╭─ Task data

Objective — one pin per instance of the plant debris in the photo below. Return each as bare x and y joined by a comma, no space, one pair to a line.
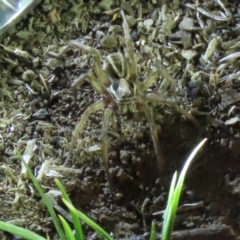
195,47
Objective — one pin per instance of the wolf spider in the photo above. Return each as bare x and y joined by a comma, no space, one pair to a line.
116,81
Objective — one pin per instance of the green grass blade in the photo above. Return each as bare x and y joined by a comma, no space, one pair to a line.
20,232
67,229
75,218
153,231
172,205
45,199
167,216
87,220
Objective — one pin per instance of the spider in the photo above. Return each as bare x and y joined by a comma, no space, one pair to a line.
116,81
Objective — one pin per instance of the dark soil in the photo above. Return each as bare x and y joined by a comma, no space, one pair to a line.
41,105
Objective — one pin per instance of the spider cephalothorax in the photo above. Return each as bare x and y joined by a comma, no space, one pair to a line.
116,81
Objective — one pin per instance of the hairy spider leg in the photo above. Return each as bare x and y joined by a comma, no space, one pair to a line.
130,50
79,127
106,119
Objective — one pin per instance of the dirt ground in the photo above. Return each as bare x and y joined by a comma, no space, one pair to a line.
197,45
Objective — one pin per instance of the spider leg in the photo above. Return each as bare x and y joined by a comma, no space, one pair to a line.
154,135
130,50
91,109
92,80
106,118
97,61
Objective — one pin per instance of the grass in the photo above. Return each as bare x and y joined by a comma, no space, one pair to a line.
174,196
66,232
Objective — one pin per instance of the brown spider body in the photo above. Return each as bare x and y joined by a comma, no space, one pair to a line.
116,81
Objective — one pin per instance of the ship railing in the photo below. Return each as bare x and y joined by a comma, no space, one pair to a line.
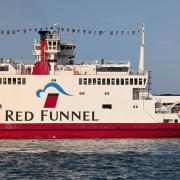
131,72
8,61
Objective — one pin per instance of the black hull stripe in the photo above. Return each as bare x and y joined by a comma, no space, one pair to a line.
90,129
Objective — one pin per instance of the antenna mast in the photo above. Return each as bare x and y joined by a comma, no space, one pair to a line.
141,58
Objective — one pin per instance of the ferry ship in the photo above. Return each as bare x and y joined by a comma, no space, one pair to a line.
56,98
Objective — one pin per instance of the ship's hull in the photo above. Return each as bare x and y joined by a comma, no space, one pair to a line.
96,130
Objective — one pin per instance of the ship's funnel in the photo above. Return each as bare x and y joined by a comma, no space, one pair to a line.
141,58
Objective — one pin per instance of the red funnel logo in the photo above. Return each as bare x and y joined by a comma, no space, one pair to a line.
51,100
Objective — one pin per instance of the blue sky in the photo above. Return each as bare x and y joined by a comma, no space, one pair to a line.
162,32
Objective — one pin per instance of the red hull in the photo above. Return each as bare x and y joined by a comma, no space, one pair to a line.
98,130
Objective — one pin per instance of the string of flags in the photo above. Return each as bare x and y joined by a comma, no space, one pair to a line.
72,30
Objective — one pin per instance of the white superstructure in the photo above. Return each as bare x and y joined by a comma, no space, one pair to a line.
56,90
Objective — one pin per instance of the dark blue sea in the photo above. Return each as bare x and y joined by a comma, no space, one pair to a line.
90,159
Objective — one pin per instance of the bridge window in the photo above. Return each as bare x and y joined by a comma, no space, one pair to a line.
108,81
140,81
4,81
131,81
23,80
122,81
127,81
14,80
94,81
135,81
19,80
85,81
99,81
9,80
144,81
117,81
80,81
112,81
103,81
89,81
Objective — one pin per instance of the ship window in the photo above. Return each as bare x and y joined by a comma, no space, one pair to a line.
106,106
94,81
140,81
62,47
9,80
4,68
131,81
80,81
14,80
85,81
23,80
81,93
89,81
135,81
144,81
103,81
127,81
165,120
108,81
112,81
106,93
117,81
122,81
99,81
4,81
37,47
19,80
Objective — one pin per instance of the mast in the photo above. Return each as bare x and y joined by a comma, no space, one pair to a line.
141,58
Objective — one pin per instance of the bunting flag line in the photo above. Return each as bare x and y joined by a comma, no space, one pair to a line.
114,33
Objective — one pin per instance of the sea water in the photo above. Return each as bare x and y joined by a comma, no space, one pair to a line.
90,159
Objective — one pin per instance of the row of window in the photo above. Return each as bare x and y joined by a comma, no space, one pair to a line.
14,81
112,81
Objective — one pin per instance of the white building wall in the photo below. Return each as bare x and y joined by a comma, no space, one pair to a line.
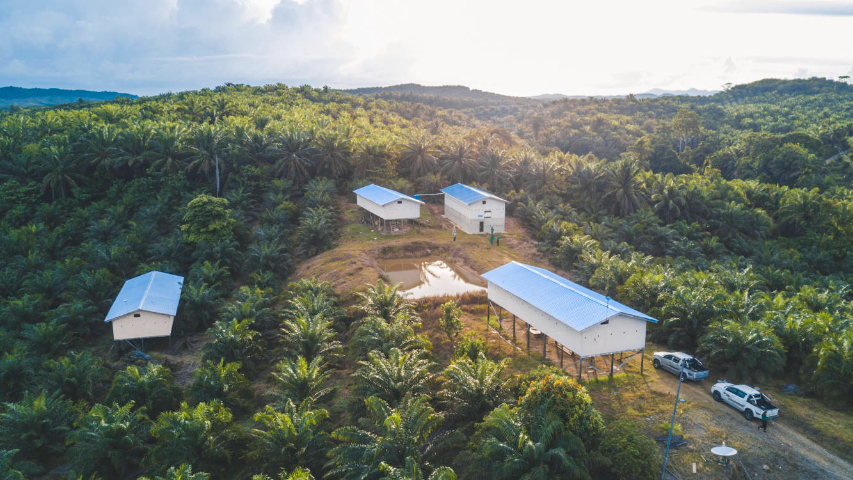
620,334
404,210
468,217
147,324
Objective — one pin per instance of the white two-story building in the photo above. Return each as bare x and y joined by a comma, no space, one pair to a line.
387,204
474,210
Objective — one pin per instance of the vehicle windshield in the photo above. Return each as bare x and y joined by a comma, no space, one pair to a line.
693,364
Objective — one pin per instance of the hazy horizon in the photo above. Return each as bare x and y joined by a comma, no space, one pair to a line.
607,48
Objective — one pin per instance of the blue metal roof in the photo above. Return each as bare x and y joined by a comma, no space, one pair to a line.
572,304
153,292
381,195
468,194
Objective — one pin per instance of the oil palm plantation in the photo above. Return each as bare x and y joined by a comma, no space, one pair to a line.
624,187
539,450
419,155
393,376
457,161
383,301
207,148
289,438
390,436
473,388
299,381
295,152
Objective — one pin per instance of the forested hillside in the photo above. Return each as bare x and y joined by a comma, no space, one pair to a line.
30,97
726,217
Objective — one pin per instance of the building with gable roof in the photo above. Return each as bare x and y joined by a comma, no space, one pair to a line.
578,319
473,210
146,306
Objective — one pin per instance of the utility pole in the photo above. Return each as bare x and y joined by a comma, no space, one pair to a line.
672,422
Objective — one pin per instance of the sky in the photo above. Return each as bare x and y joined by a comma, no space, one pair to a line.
529,47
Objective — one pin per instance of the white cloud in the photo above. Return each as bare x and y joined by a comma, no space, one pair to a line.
505,46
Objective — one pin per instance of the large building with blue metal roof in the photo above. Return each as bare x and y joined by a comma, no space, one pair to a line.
388,205
580,320
146,306
474,210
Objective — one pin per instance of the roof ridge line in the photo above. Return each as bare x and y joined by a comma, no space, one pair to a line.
530,268
147,289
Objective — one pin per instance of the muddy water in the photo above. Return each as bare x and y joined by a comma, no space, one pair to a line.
429,277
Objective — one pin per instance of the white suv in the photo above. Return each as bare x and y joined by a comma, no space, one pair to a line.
744,398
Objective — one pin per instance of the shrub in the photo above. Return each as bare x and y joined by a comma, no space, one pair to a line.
221,381
471,346
151,387
37,425
109,441
203,434
234,342
630,454
568,400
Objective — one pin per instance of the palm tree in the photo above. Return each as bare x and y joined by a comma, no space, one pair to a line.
390,437
457,161
60,172
235,341
108,440
100,146
151,387
36,425
207,147
687,312
667,198
169,154
292,437
135,148
316,230
383,301
833,375
491,169
473,388
203,434
375,333
624,186
419,155
193,106
543,449
300,381
412,471
334,150
391,377
745,349
310,337
296,155
802,209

╰─

*What to do:*
All of the data above must be printed exactly, minus its pictures.

*Result of this task:*
Objective — one pin per instance of the plant debris in the photo below. Return each as bare x and y joined by a comma, no space, one pair to a line.
195,47
Objective — one pin per instance of the wolf spider in the photo above. Return each as bare x and y joined by a comma, no space, one pair to a line.
116,81
Objective — one pin per instance of the green grass blade in the photo above. Return each as bare x and y joined by a comma, no space, one pair to a line.
20,232
67,229
75,218
153,231
172,205
45,199
167,216
87,220
Objective — one pin per instance of the spider in the photo above. Return each as bare x and y joined by a comma, no space, one pair to a line.
116,81
Objective — one pin per instance of the dark soil in the photo above. Return each as bare x and y joined by a comma, no space, one pair to a line.
41,105
Objective — one pin per instance of the spider cephalothorax in the photo above. Return each as bare x and y joined by a comma, no space, one pair to a line.
116,81
Objective — one pin per instance of the hairy spider leg in the photo above. Return each as bare x and y joined by a comma, no space, one pair to a line.
130,50
79,127
106,119
Objective — one pin per instance of the dirt ground in the photo above. Return each as bare x and y joined by a comma, no space, one pair to a line.
197,45
Objective — one pin per instance of the spider leg in the photo above. Return each as bare x and y joined by a comma, no space, one pair to a line.
154,135
130,50
91,109
92,80
106,118
97,61
Objective — one pin per instance of the grass in the photo above. Return each as bare x and y joined by a comma, no space, one pair to a line.
174,196
66,232
Objective — one pin per instance of the brown spider body in the photo above. Return each as bare x and y joined by a comma, no space, one pair to a line.
116,81
Objective — one pin per instance of the ship railing in the photo below. Return each as bare x and y joined by a comma, no space, one pair to a line.
131,72
8,61
Objective — one pin per instance of the black hull stripe in the photo above. Return each as bare x and y joined by a comma, no space, one pair to a line.
90,129
Objective — one pin per instance of the antenna mast in the photo above. Return each as bare x and y joined by a comma, no space, one pair to a line.
141,58
Objective — one pin per instance of the ferry ship in the photo above. Return each as bare x and y joined by a comma, no space, one pair to a line.
56,98
Objective — one pin per instance of the ship's hull in the photo above. Return each as bare x and y joined by a comma, no space, one pair to a line.
96,130
Objective — one pin per instance of the ship's funnel in the photo above. Return each as bare x and y joined by a comma, no space, one pair to a line.
141,58
Objective — one pin per instance of the red funnel logo in the photo above. Return each as bare x and y joined by a comma, no space, one pair to a line.
51,100
Objective — one pin per instance of the blue sky in the photo above. Return each as bare x and y joined by a comma, no space, one pair to a line.
162,32
Objective — one pin per instance of the red hull in the photo above. Return each as bare x and y joined by a comma, no space, one pair to a line.
98,130
Objective — one pin per instance of the string of flags in the photo above. Return each as bare x and y joined by a comma, no space, one pair to a line.
72,30
Objective — one pin per instance of the white superstructure in the photo above. Return each as bare x and y joined by a comma, no space, one pair to a line.
56,90
Objective — one pin per instance of the dark blue sea in the photo above. Return each as bare x and y joined by a comma, no space, one pair to a line.
90,159
Objective — one pin per instance of the bridge window in the photo above. Return each as bare x and y joined by a comma, no space, one pair to a line.
108,81
140,81
4,81
131,81
23,80
122,81
127,81
14,80
94,81
135,81
19,80
85,81
99,81
9,80
144,81
117,81
80,81
112,81
103,81
89,81
Objective — one pin per instance of the ship window in the photo above. Return each as bare x and y joined by a comma, no space, one pair to a line.
106,106
94,81
140,81
62,47
9,80
4,68
131,81
80,81
14,80
85,81
23,80
81,93
89,81
135,81
144,81
103,81
127,81
165,120
108,81
112,81
106,93
117,81
122,81
99,81
4,81
37,47
19,80
Objective — one pin per instance of the mast in the photo above. Return each as bare x and y joined by a comma, no space, one pair to a line.
141,58
Objective — one pin per instance of the bunting flag line in the photo above. Return each as bare x and y joined by a comma, no space, one pair to a line.
114,33
Objective — one pin per instance of the sea water in the photo above. Return each as bare x and y joined by a comma, no space, one pair to a line.
90,159
Objective — one pin per instance of the row of window in the photo above. Return each as bare x and y joined by a comma, no space, one pair to a line.
14,81
112,81
Objective — one pin per instance of the white building wall in the photo below. Return each as bare x and y joined by a comma, no space, one pair to a line.
620,334
404,210
468,217
147,324
Objective — one pin per instance of the white two-story building in the photo above. Return each as bare x and y joined by a comma, no space, one pair to a line.
387,204
474,210
Objective — one pin per instance of the vehicle windshield in the photo above. Return each as bare x and y joined by a comma, no space, one pair to a line.
693,364
Objective — one pin per instance of the hazy horizon in the photo above. Return each as bare x and y joined by a comma, no space, one pair to a line.
607,48
Objective — one pin per instance of the blue metal roof in the photo above. Return each as bare x and y joined by a comma, no space, one pair to a line.
572,304
153,292
381,195
468,194
Objective — one pin per instance of the oil palm plantation in the photo above. Return each as bare x and y joined by a comma, no space, one pair to a line.
624,187
539,450
419,155
393,376
457,161
383,301
207,148
289,438
390,436
473,388
299,381
295,152
Objective — one pin per instance of the forested hillside in the photo above. Return each as bare x and y joined by a comma, no space, one pair to a line.
30,97
726,217
Objective — one pin per instance of the building with gable roof in the photo above. Return each as bare x and y joined by a comma, no space, one pair to a line.
578,319
473,210
146,306
Objective — one pin per instance of the utility pole in the photo above. Return each as bare x and y joined by a comma, no space, one pair to a line.
672,422
Objective — one pin per instance of the sky in the photo above. Return each as bare x and y joined by a comma, no space, one pair to a line.
529,47
Objective — one pin per instance of the white cloud in the photo above. Return each as bare x and y joined by a comma, no space, one pair to a line.
505,46
Objective — one pin per instance of the large building with blue metal roof in the photo above. Return each as bare x and y joined by a comma, no space, one pair to a line.
388,205
580,320
146,306
474,210
Objective — one pin per instance of the roof ridge line in the photo above. Return each as bare x and y joined by a comma, no space, one pair to a line.
530,268
147,289
Objective — one pin per instance of the muddy water in the photo above. Return each as bare x and y joined by a comma, no space, one pair to a line.
429,277
Objective — one pin per instance of the white suv in the photo above. Return each as bare x and y joined by a comma, no space, one pair to a line.
744,398
Objective — one pin per instance of the shrub in the photo above. Return each as bare x and y joined by a comma, no space, one pair to a line.
221,381
471,346
151,387
37,425
109,441
203,434
234,342
630,454
568,400
Objective — one pin per instance of the palm tree in the photo above. Return each as bare x and y joined by a comma, no space, one pair to a line.
390,437
457,161
60,172
235,341
108,440
100,146
151,387
36,425
207,147
687,312
667,198
169,154
292,437
135,148
316,230
383,301
833,375
491,169
473,388
203,434
375,333
624,186
419,155
193,106
543,449
300,381
412,471
334,150
391,377
745,349
310,337
296,155
802,209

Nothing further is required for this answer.